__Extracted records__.
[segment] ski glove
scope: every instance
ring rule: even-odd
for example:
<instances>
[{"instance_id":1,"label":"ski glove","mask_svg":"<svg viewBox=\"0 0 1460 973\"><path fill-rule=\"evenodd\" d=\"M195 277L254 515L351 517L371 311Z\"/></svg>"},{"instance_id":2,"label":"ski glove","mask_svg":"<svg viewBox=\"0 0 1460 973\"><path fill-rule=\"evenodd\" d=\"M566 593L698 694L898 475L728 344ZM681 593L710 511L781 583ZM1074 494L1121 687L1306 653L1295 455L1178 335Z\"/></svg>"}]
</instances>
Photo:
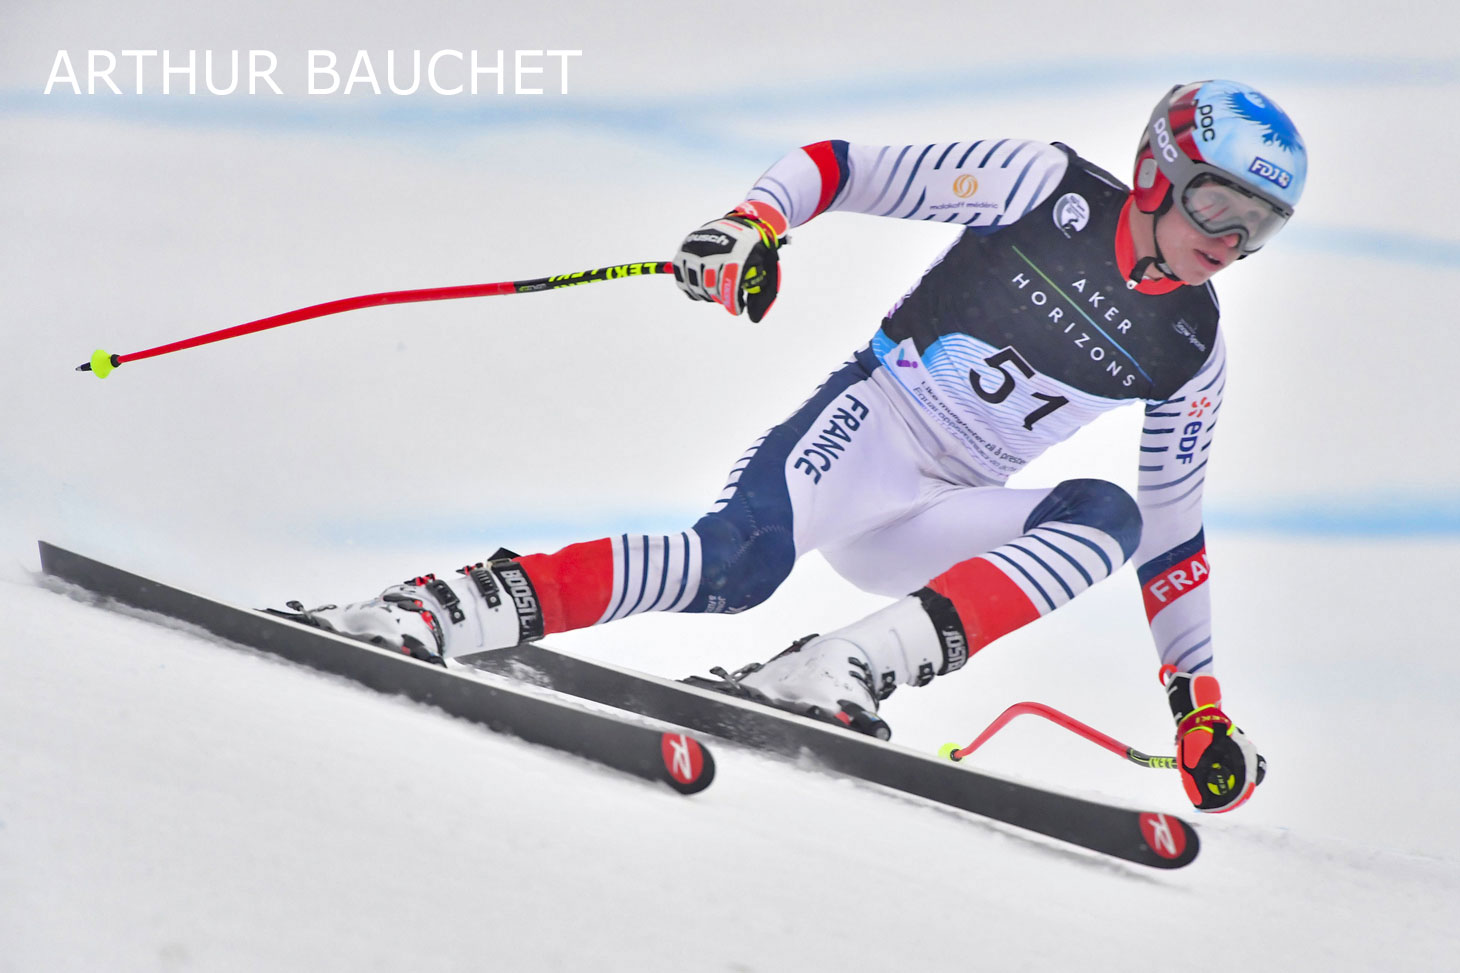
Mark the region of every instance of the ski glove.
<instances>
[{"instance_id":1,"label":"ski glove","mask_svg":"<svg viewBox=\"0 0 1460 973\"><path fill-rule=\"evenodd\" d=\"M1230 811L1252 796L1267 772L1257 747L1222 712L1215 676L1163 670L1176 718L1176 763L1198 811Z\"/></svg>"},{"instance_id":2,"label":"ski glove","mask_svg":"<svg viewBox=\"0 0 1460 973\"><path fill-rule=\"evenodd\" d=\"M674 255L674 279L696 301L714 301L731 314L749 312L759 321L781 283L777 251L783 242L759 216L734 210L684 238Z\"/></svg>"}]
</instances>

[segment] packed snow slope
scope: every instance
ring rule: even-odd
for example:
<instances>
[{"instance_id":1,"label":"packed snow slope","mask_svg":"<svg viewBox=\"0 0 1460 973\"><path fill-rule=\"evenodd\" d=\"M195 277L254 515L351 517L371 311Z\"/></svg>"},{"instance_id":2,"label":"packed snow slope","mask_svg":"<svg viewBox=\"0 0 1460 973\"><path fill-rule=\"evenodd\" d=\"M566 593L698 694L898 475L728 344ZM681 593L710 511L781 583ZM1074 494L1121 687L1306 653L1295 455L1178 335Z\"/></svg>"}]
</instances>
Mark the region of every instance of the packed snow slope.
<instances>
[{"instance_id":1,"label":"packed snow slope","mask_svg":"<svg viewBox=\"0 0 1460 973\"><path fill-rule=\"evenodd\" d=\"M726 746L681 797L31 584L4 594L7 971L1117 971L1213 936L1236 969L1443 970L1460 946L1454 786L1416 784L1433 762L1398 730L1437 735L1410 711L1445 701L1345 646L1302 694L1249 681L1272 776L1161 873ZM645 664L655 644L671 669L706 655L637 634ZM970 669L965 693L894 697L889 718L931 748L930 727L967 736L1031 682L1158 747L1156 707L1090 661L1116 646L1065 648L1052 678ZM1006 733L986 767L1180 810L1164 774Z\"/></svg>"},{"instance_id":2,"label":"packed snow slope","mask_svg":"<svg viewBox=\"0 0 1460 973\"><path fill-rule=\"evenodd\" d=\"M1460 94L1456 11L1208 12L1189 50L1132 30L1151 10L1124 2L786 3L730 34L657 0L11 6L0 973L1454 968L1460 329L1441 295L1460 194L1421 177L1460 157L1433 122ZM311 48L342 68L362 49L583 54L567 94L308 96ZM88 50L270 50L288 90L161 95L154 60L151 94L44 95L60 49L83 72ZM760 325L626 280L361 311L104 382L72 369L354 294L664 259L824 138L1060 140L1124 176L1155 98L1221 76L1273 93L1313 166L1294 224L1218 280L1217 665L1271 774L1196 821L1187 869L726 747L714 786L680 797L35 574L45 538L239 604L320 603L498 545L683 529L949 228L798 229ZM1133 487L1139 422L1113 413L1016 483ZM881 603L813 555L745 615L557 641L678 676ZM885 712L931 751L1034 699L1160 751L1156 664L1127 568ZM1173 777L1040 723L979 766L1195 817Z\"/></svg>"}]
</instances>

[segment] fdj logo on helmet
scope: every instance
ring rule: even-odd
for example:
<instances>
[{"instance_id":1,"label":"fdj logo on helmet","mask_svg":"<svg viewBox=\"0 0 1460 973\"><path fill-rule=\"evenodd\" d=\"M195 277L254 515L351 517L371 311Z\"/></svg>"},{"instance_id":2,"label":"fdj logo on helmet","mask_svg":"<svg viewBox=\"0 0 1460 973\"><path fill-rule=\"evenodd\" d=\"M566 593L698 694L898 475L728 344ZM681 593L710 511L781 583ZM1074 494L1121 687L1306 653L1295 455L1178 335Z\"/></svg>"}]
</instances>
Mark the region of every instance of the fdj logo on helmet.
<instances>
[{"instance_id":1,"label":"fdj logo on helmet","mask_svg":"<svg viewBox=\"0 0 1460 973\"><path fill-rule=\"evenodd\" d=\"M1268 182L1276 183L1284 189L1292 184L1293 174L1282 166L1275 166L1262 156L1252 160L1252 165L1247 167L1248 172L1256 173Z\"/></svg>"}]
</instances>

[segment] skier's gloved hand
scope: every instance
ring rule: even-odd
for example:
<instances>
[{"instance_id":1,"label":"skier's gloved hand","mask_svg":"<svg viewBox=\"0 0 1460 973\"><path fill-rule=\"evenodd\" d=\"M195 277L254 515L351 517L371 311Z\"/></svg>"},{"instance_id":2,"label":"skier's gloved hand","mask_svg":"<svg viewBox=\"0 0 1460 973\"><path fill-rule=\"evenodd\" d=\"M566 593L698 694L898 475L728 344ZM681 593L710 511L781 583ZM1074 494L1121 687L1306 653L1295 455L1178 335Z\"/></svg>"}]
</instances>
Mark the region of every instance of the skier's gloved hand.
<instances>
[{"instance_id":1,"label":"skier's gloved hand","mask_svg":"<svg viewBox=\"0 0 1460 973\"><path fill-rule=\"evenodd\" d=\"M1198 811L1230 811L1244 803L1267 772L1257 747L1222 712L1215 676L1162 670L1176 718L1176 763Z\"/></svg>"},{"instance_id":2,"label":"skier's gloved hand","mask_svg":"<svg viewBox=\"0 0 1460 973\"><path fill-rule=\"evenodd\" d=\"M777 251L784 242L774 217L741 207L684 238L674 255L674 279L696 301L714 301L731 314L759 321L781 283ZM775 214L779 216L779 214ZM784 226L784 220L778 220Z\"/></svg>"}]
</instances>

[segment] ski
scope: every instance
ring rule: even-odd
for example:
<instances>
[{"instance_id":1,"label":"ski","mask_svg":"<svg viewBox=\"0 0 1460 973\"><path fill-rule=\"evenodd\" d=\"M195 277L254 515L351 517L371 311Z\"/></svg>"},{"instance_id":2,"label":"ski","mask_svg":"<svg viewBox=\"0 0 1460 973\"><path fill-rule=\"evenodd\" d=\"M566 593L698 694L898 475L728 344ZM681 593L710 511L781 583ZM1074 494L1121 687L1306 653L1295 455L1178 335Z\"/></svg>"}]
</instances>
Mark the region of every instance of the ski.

__Task statement__.
Repeat the entries exactly. Any picture is to be left out.

__Exercise answer__.
[segment] ski glove
scope: every instance
ring rule: even-odd
for example:
<instances>
[{"instance_id":1,"label":"ski glove","mask_svg":"<svg viewBox=\"0 0 1460 973\"><path fill-rule=\"evenodd\" d=\"M195 277L254 515L351 517L371 311Z\"/></svg>"},{"instance_id":2,"label":"ski glove","mask_svg":"<svg viewBox=\"0 0 1460 973\"><path fill-rule=\"evenodd\" d=\"M566 593L698 694L898 475L728 344ZM681 593L710 511L781 583ZM1074 494L1121 687L1306 653L1295 455L1178 335Z\"/></svg>"}]
</instances>
Photo:
Mark the region of every instance of the ski glove.
<instances>
[{"instance_id":1,"label":"ski glove","mask_svg":"<svg viewBox=\"0 0 1460 973\"><path fill-rule=\"evenodd\" d=\"M1230 811L1252 796L1267 772L1257 747L1222 712L1215 676L1163 670L1176 718L1176 763L1198 811Z\"/></svg>"},{"instance_id":2,"label":"ski glove","mask_svg":"<svg viewBox=\"0 0 1460 973\"><path fill-rule=\"evenodd\" d=\"M674 255L674 279L696 301L714 301L731 314L749 312L759 321L781 283L777 251L783 242L759 216L734 210L684 238Z\"/></svg>"}]
</instances>

[segment] packed snow slope
scope: every instance
ring rule: even-odd
for example:
<instances>
[{"instance_id":1,"label":"packed snow slope","mask_svg":"<svg viewBox=\"0 0 1460 973\"><path fill-rule=\"evenodd\" d=\"M195 277L254 515L351 517L371 311Z\"/></svg>"},{"instance_id":2,"label":"packed snow slope","mask_svg":"<svg viewBox=\"0 0 1460 973\"><path fill-rule=\"evenodd\" d=\"M566 593L698 694L898 475L728 344ZM681 593L710 511L781 583ZM1074 494L1121 687L1306 653L1295 455L1178 335Z\"/></svg>"}]
</instances>
Mark the region of every instance of the packed snow slope.
<instances>
[{"instance_id":1,"label":"packed snow slope","mask_svg":"<svg viewBox=\"0 0 1460 973\"><path fill-rule=\"evenodd\" d=\"M726 746L681 797L31 584L4 594L7 971L1117 971L1213 936L1236 969L1443 970L1460 946L1454 786L1416 784L1433 762L1398 730L1437 735L1410 711L1445 701L1345 646L1302 694L1249 681L1272 776L1161 873ZM645 664L655 644L671 669L706 655L637 634ZM970 669L965 693L894 697L889 718L931 748L930 727L967 736L1031 682L1158 747L1156 707L1090 661L1116 646L1065 648L1052 678ZM1006 733L986 767L1180 810L1164 774Z\"/></svg>"},{"instance_id":2,"label":"packed snow slope","mask_svg":"<svg viewBox=\"0 0 1460 973\"><path fill-rule=\"evenodd\" d=\"M1460 94L1456 11L1208 12L1189 50L1132 30L1151 10L1124 2L786 3L730 34L657 0L11 6L0 973L1454 968L1460 329L1441 295L1460 194L1421 177L1460 157L1433 122ZM311 48L342 68L362 49L583 54L567 94L308 96ZM88 50L270 50L288 90L161 95L154 60L151 94L44 95L60 49L83 72ZM760 325L626 280L361 311L104 382L72 369L354 294L664 259L824 138L1060 140L1124 176L1155 98L1221 76L1273 93L1313 166L1294 224L1218 280L1217 665L1271 774L1196 821L1187 869L726 747L714 786L680 797L35 574L45 538L239 604L320 603L498 545L683 529L949 228L798 229ZM1133 487L1139 422L1113 413L1016 483ZM881 603L813 555L745 615L557 641L678 676ZM885 712L931 751L1034 699L1160 751L1156 664L1127 568ZM1173 777L1040 723L979 766L1195 817Z\"/></svg>"}]
</instances>

[segment] fdj logo on helmet
scope: every instance
ring rule: even-odd
for example:
<instances>
[{"instance_id":1,"label":"fdj logo on helmet","mask_svg":"<svg viewBox=\"0 0 1460 973\"><path fill-rule=\"evenodd\" d=\"M195 277L254 515L351 517L371 311Z\"/></svg>"},{"instance_id":2,"label":"fdj logo on helmet","mask_svg":"<svg viewBox=\"0 0 1460 973\"><path fill-rule=\"evenodd\" d=\"M566 593L698 694L898 475L728 344ZM681 593L710 511L781 583ZM1074 494L1121 687L1306 653L1295 455L1178 335Z\"/></svg>"}]
</instances>
Mark the region of every instance of the fdj logo on helmet.
<instances>
[{"instance_id":1,"label":"fdj logo on helmet","mask_svg":"<svg viewBox=\"0 0 1460 973\"><path fill-rule=\"evenodd\" d=\"M1268 182L1276 183L1284 189L1292 184L1293 174L1282 166L1275 166L1262 156L1252 160L1252 165L1247 167L1248 172L1256 173Z\"/></svg>"}]
</instances>

[segment] skier's gloved hand
scope: every instance
ring rule: even-odd
for example:
<instances>
[{"instance_id":1,"label":"skier's gloved hand","mask_svg":"<svg viewBox=\"0 0 1460 973\"><path fill-rule=\"evenodd\" d=\"M195 277L254 515L351 517L371 311Z\"/></svg>"},{"instance_id":2,"label":"skier's gloved hand","mask_svg":"<svg viewBox=\"0 0 1460 973\"><path fill-rule=\"evenodd\" d=\"M566 593L698 694L898 475L728 344ZM681 593L710 511L781 583ZM1074 494L1121 687L1306 653L1295 455L1178 335Z\"/></svg>"}]
</instances>
Mark the region of every instance of the skier's gloved hand.
<instances>
[{"instance_id":1,"label":"skier's gloved hand","mask_svg":"<svg viewBox=\"0 0 1460 973\"><path fill-rule=\"evenodd\" d=\"M1198 811L1230 811L1244 803L1267 772L1257 747L1222 712L1215 676L1162 670L1176 718L1176 763Z\"/></svg>"},{"instance_id":2,"label":"skier's gloved hand","mask_svg":"<svg viewBox=\"0 0 1460 973\"><path fill-rule=\"evenodd\" d=\"M777 251L784 242L774 217L741 207L684 238L674 255L674 279L696 301L714 301L731 314L759 321L781 283ZM775 214L779 216L779 214ZM784 226L784 220L778 220Z\"/></svg>"}]
</instances>

[segment] ski
scope: every instance
ring rule: even-odd
for example:
<instances>
[{"instance_id":1,"label":"ski","mask_svg":"<svg viewBox=\"0 0 1460 973\"><path fill-rule=\"evenodd\" d=\"M195 277L254 515L351 517L371 311Z\"/></svg>"},{"instance_id":2,"label":"ski","mask_svg":"<svg viewBox=\"0 0 1460 973\"><path fill-rule=\"evenodd\" d=\"M566 593L698 694L898 475L728 344ZM681 593L710 511L781 583ZM1074 494L1121 687L1306 653L1295 455L1178 335Z\"/></svg>"}]
</instances>
Mark the region of every instance of the ski.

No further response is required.